§ Text provided
** Begin **

Making significant headway in the arena of documenting joint military operations, Joint Intelligence Doctrine was written and approved under Admiral Cramer's leadership. Before Admiral Cramer assumed direction of this task, `joint' military intelligence doctrine was a disparate collection of non-validated local practices and personal opinion. In the past two years, Admiral Cramer has created a structure for the joint intelligence process, has supervised the drafting of a whole series of approved, community-wide products and has, for the first time, breathed operational and intelligence life into joint doctrine.
Under the policy direction of the Director of Central Intelligence and the Director of the Defense Intelligence Agency, Admiral Cramer oversaw the implementation of an unprecedented, history-making process for providing military intelligence support to the United Nations and to its peacemaking and peacekeeping forces deployed around the world. He directly supervised the vast interagency coordination involved in this herculean effort, personally guided the dissemination architecture, and achieved on-line intelligence support within months of the concept approval. Drawing assets from within his own organization, he assumed personal responsibility for ensuring that this historic initiative succeeds.
Admiral Cramer worked aggressively to resolve theater and tactical intelligence collection capability shortfalls. He brainstormed an unmanned aerial vehicle (UAV) concept and, by force of will and professional determination, saw vehicles flying operational missions in less than one year. Using commercial off-the-shelf technology, high-quality sensors, common ground stations and interoperable dissemination system and then mustering community consensus, the UAV has achieved all its goals due to its grounding in common sense and Admiral Cramer's intense personal commitment.
In sum, Admiral Cramer is the consummate intelligence officer, and his service to the Joint Chiefs of Staff and to the Nation, in peace and conflict, stands as the benchmark against which all other military intelligence professionals will measure their success. Admiral Cramer has achieved more of lasting significance to military intelligence and the Intelligence Community over a two year period than any officer of his generation. Assuming the broad, national intelligence community leadership responsibilities that come with his position, he aggressively exercised his mandate with creativity, determination, and skill and has made significant and lasting contributions to the Department of Defense and to the United States of America. Admiral Cramer's exemplary professional competence, initiative, leadership, dedication to duty, and sustained distinguished performance reflect great credit upon himself, the Joint Staff and the Department of Defense.

** End **

§ Data provided
** Begin **

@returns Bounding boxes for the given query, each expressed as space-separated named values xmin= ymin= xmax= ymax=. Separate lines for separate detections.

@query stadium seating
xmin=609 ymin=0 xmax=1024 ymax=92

** End **

§ What to do
1. Answer from the Admiral Cramer citation:
(a) Before Admiral Cramer took over, what did joint military intelligence doctrine consist of?
(b) Within what time did the UAV concept he proposed have vehicles flying operational missions?
(c) Under whose policy direction did he oversee military intelligence support to the United Nations?
2. Carry on the Admiral Cramer citation from its final sentence.

§ Responses for each task
1.
(a) A disparate collection of non-validated local practices and personal opinion.
(b) Less than one year.
(c) The Director of Central Intelligence and the Director of the Defense Intelligence Agency.

2.
Rear Admiral Michael W. Cramer, United States Navy, distinguished by exceptional service during the period 15 June 1992 to 5 August 1994 as Joint Staff Director for Intelligence, J2. During this period he set new standards for the quality of current and crisis intelligence support to the Chairman, Joint Chiefs of Staff, and the national leadership. Through his performance in peace and conflict, Admiral Cramer has recast the mold and defines a new standard of excellence in the Intelligence Community. As Director for Intelligence, J2, Admiral Cramer initiated numerous highly successful programs that have resulted in tangible improvements to operational intelligence support for the warfighters in the field. His unique vision and intense commitment led to the unparalled success of the Joint Deployable Intelligence Support System and the Joint Worldwide Intelligence Communications System. Drawing upon his creativity, determination, and skill, Admiral Cramer personally directed the development of the history-making process for providing intelligence support to the United Nations. The distinctive accomplishments of Admiral Cramer reflect the highest credit on himself, the United States Navy, the Joint Staff, and the Department of Defense.
Award nominated for: Distinguished Service Medal.
Name: Rear Admiral Michael W. Cramer, USN.
Organization: Joint Staff Director for Intelligence, J2.
Rear Admiral Michael W. Cramer, USN, is nominated for the award of the Intelligence Community Distinguished Service Medal for extraordinary service to the nation throughout his career, culminating in his assignment as Joint Staff Director for Intelligence, J2. Carrying out the responsibilities of the office he set new standards for the quality of current intelligence support to the Secretary of Defense, the Chairman, Joint Chiefs of Staff, and the Joint Staff. He initiated numerous highly successful programs that already have broad Intelligence Community impact, including tangible improvements to operational intelligence support in the field. His achievements in the Intelligence Community have been broad in scope and long-lasting in their impact.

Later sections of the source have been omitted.